## Begin Records supplied

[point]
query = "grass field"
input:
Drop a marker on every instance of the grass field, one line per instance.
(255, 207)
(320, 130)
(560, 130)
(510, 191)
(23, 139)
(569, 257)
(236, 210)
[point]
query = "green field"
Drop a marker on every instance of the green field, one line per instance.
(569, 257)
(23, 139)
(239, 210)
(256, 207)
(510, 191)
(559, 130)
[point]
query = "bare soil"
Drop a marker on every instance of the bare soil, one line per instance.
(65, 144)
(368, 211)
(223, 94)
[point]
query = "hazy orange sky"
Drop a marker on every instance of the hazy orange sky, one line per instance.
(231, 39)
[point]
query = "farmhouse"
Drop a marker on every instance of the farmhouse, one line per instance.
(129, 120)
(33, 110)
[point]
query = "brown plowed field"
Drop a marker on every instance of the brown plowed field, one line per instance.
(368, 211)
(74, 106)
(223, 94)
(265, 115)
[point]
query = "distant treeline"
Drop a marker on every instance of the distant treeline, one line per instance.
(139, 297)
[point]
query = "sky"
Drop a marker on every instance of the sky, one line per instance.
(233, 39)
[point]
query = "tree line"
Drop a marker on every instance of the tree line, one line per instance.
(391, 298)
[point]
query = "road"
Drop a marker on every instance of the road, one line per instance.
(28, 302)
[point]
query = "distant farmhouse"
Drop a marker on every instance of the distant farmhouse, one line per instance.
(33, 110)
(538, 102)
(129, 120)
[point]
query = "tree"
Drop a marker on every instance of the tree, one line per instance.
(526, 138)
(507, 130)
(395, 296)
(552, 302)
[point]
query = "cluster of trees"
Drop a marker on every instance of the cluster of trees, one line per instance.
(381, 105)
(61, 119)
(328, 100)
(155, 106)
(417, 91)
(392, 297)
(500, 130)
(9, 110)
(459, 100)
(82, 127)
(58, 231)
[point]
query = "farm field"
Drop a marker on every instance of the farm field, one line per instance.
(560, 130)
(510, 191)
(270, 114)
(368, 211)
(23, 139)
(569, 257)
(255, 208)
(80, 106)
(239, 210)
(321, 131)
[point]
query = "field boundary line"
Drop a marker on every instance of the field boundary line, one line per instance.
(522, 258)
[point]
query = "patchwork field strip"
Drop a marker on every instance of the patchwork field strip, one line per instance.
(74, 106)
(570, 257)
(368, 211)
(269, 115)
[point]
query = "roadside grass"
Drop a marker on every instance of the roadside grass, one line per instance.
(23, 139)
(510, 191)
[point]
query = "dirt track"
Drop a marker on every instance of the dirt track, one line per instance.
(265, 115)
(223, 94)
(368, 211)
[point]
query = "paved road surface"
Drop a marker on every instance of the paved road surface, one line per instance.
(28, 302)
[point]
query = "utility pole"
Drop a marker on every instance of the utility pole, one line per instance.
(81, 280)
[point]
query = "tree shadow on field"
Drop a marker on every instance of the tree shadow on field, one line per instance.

## End Records supplied

# [Given exercise]
State how many lines of the records above contain the word "hazy". Give only the number.

# [Correct answer]
2